:: REQUIREMENTS ::
Please quote the material exactly, every line of it.

Location identification entries:
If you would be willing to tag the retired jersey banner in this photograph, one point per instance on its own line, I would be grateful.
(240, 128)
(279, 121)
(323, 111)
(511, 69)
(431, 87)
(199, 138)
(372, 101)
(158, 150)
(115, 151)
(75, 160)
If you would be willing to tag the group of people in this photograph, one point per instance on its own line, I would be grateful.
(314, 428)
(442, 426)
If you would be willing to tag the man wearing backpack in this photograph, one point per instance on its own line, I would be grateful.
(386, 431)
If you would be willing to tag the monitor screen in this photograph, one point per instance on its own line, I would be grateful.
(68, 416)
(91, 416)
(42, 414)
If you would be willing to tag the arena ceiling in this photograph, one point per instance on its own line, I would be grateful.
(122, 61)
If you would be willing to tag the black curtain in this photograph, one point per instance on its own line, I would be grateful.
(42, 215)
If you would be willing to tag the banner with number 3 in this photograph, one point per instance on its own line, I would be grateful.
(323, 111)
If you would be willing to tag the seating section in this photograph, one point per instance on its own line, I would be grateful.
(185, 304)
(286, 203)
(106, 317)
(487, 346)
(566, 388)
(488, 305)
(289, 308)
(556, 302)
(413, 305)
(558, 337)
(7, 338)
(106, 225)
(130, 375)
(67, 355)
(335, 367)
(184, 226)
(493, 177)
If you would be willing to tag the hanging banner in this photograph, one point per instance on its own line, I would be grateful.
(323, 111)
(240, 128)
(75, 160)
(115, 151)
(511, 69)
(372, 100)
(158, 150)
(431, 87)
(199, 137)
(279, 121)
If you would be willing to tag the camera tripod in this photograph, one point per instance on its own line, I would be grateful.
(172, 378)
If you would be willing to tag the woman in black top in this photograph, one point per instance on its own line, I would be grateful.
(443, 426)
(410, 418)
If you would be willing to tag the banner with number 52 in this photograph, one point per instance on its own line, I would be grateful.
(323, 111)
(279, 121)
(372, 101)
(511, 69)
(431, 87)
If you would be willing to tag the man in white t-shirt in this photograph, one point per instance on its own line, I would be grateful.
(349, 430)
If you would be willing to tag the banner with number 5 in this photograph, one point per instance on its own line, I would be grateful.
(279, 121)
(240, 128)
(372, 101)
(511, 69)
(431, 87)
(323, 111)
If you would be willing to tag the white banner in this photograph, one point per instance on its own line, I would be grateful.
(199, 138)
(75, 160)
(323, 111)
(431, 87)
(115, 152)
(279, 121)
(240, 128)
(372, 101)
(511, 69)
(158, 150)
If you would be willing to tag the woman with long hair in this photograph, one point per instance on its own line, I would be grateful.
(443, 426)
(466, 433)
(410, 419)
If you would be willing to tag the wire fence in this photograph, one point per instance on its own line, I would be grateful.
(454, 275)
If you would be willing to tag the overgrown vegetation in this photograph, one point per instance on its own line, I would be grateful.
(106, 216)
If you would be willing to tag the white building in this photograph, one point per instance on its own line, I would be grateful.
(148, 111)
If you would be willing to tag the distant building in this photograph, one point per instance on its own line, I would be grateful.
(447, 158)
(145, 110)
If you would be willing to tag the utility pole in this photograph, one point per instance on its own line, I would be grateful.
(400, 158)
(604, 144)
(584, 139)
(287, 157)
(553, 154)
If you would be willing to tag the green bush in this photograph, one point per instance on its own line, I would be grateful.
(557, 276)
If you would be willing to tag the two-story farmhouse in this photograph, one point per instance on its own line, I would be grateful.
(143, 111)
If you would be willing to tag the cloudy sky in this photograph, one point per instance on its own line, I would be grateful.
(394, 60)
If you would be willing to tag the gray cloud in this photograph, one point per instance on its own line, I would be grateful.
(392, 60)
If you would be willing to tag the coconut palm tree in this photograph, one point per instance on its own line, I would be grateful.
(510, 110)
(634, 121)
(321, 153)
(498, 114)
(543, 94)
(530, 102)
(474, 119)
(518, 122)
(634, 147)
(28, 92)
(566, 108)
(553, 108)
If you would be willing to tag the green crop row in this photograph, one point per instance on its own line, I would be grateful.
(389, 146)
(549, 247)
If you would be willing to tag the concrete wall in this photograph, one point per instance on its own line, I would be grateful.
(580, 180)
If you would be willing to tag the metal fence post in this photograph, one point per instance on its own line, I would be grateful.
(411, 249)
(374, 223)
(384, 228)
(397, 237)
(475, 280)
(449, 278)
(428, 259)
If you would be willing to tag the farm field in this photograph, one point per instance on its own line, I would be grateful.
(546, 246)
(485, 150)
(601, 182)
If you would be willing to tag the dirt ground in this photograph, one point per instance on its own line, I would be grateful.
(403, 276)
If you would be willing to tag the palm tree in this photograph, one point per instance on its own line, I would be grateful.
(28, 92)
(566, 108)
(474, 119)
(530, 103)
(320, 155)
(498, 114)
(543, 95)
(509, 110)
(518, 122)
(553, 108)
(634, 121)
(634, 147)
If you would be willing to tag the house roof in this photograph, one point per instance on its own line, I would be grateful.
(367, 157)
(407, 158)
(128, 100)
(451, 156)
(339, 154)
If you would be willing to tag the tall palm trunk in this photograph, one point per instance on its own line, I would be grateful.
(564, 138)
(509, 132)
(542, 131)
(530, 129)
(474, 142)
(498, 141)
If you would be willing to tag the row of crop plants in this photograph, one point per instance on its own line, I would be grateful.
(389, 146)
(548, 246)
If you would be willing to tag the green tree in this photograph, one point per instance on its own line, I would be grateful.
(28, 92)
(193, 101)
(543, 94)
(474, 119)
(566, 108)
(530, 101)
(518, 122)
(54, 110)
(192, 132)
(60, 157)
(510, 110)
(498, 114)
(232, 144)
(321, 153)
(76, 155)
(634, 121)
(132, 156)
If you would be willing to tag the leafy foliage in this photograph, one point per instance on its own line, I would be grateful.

:: SOLUTION ::
If you would be willing to tag the retired jersey banner in this photograph, one point per instance on its own line, I would be grateful.
(240, 128)
(279, 121)
(323, 111)
(511, 69)
(431, 87)
(199, 138)
(372, 101)
(158, 150)
(115, 151)
(75, 160)
If you would be willing to tag the group of people in this photograph, one point per instance on its own line, I would be grateful.
(314, 428)
(442, 426)
If you would be willing to tag the man wearing backpack in this photograph, one point per instance on its own line, I would be grateful.
(386, 431)
If you would be willing to tag the monitor screen in this photograph, one point per instance on its own line, I would be grateful.
(68, 416)
(91, 416)
(42, 414)
If you would be willing to tag the arena ceiling in this photograph, one point per instance on its own line, I would be grateful.
(122, 61)
If you would be willing to tag the black curtain in this photograph, one point per instance on its own line, I would be grateful.
(42, 215)
If you would be willing to tag the banner with number 3 in this photograph, one point per instance on its own line, I would be grateful.
(323, 111)
If you would be willing to tag the seating section in this photograph, one point per instance on its own line, I would be grateful.
(185, 304)
(286, 203)
(106, 317)
(487, 346)
(566, 388)
(488, 305)
(289, 308)
(556, 302)
(413, 305)
(558, 337)
(7, 338)
(106, 225)
(130, 375)
(67, 355)
(335, 367)
(184, 226)
(493, 177)
If you would be willing to tag the hanging banner in this photograph, one point per instance on its own line, I would be grateful.
(323, 111)
(240, 128)
(75, 160)
(115, 151)
(511, 69)
(372, 100)
(158, 150)
(431, 87)
(199, 137)
(279, 121)
If you would be willing to tag the camera tripod in this photograph, one point per instance on its own line, I would be grateful.
(172, 378)
If you would be willing to tag the woman in black top in this photograph, one point per instance on its own line, I would be grateful.
(443, 426)
(410, 418)
If you would be willing to tag the banner with number 52 in this photograph, one point per instance on its own line, I would be grateful.
(323, 111)
(279, 121)
(372, 101)
(511, 69)
(431, 87)
If you would be willing to tag the man in white t-shirt in this photograph, one point per instance on its own line, I would be grateful.
(349, 430)
If you would be willing to tag the banner with number 5 in this photograph, one point per instance on its own line, I would be grateful.
(279, 121)
(240, 128)
(372, 101)
(511, 69)
(431, 87)
(323, 111)
If you would be willing to tag the white banner in this photograph, one point per instance on its own line, I would be grateful.
(199, 138)
(75, 160)
(323, 111)
(431, 87)
(115, 152)
(279, 121)
(240, 128)
(372, 101)
(511, 69)
(158, 150)
If you would be willing to tag the woman with long hair in this photograph, one point per instance on its own line, I would be grateful.
(443, 426)
(466, 433)
(410, 419)
If you would be willing to tag the wire fence in this photograph, one point per instance on its own line, I would be grateful.
(454, 275)
If you would be willing to tag the overgrown vegetation in this photograph, one point per instance on its own line, I would be grateful.
(106, 216)
If you would be willing to tag the white building in this photograph, one point per instance on its own line, I would be grateful.
(148, 111)
If you would be willing to tag the distant building in this photograph, one point per instance on its own line, I would be grateful.
(447, 158)
(145, 110)
If you would be willing to tag the utility pole in this photograph, one point per instance on its own line, I would be grateful.
(400, 158)
(604, 144)
(584, 139)
(287, 157)
(553, 154)
If you would be willing to tag the green bush in this photograph, one point per instance on its own line, I would be grateful.
(557, 276)
If you would be willing to tag the two-story farmhouse in this photograph, one point per instance on its own line, I would be grateful.
(143, 111)
If you would be willing to tag the cloudy sky in this photograph, one point per instance on its own line, I would be grateful.
(394, 60)
If you would be willing to tag the gray cloud in this photograph, one point per instance on its own line, I would be grateful.
(392, 60)
If you would be willing to tag the coconut palm tree in this photograph, one point per instance on its own line, I would be grateful.
(510, 110)
(634, 121)
(321, 153)
(498, 114)
(543, 94)
(530, 102)
(474, 119)
(518, 122)
(634, 147)
(28, 92)
(566, 108)
(553, 108)
If you would be willing to tag the green crop row in this photograph, one point per instance on its own line, I would be grateful.
(389, 146)
(549, 247)
If you would be willing to tag the concrete wall in this photograph, one point per instance on its own line, I would be grateful.
(580, 180)
If you would be willing to tag the metal fence post in this photograph, one point per instance on its own line, I would be grateful.
(411, 249)
(374, 223)
(384, 228)
(397, 237)
(475, 280)
(449, 278)
(428, 259)
If you would be willing to tag the farm field in this photograph, one point per instance on its own line, I would be grateful.
(546, 246)
(485, 150)
(601, 182)
If you would be willing to tag the dirt ground in this photograph, one point per instance on its own line, I would be grateful.
(403, 276)
If you would be willing to tag the palm tree in this photograph, one point per instance on its own line, I would be grateful.
(28, 92)
(566, 108)
(474, 119)
(530, 103)
(320, 155)
(498, 114)
(543, 95)
(509, 110)
(518, 122)
(553, 108)
(634, 121)
(634, 147)
If you would be willing to tag the house roof in this photograph, one point per instance on its own line, I would be grateful.
(367, 157)
(407, 158)
(128, 100)
(451, 156)
(339, 154)
If you would be willing to tag the tall palm trunk in this photograph, one point per instance on its own line, I would be grateful.
(564, 138)
(509, 132)
(542, 131)
(530, 129)
(474, 142)
(498, 141)
If you would be willing to tag the row of crop plants in this photograph, one point per instance on its own line, I would be grateful.
(389, 146)
(548, 246)
If you would be willing to tag the green tree in this photograph, one point per instance on its own line, I would be grateful.
(28, 92)
(193, 101)
(543, 94)
(474, 119)
(566, 108)
(530, 101)
(518, 122)
(54, 110)
(192, 132)
(60, 157)
(510, 110)
(498, 114)
(232, 144)
(321, 153)
(76, 155)
(634, 121)
(132, 156)
If you would be willing to tag the leafy foliage in this photograph, one point per instance on its own line, I would be grateful.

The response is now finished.